(Natural language region descriptions)
+ + + +
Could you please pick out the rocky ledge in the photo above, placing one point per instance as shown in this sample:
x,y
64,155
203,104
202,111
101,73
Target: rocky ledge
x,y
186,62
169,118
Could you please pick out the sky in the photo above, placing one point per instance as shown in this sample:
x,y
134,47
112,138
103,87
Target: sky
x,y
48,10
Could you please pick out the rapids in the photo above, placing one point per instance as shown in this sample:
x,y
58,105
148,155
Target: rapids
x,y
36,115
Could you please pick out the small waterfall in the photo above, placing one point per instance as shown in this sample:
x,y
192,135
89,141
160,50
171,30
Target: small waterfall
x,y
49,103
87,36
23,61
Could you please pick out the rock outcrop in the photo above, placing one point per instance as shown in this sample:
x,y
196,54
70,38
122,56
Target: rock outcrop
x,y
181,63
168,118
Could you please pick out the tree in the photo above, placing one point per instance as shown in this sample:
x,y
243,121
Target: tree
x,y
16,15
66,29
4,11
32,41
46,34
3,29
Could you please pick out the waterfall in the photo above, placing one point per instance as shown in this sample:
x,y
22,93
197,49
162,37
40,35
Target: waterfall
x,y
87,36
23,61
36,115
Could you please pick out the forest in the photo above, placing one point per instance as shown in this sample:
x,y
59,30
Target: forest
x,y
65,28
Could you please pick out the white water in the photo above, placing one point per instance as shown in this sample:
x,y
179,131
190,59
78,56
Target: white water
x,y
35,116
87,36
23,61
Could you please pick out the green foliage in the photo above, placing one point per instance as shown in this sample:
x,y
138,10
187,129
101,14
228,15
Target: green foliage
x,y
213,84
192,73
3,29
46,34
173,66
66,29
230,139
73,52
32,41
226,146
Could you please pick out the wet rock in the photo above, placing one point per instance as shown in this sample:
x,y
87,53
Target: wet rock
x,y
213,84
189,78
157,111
+ + + +
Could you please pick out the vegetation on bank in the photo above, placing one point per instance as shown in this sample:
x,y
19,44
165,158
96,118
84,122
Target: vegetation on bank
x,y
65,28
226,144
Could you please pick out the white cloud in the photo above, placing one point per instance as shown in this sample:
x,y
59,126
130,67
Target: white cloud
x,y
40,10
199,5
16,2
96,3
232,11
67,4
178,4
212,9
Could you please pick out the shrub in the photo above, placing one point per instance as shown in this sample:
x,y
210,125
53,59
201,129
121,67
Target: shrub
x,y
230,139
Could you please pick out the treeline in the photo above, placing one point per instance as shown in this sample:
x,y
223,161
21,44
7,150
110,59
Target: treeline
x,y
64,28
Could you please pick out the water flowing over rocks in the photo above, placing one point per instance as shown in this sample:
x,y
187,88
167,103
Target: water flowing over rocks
+ + + +
## TASK TO COMPLETE
Where the word "rocks" appears in a line of the entries, copy that line.

## TASK RESPONSE
Could you please pick out the water flowing over rocks in the photo above, placing one point per instance as shown in this sample:
Target: water flowing over rocks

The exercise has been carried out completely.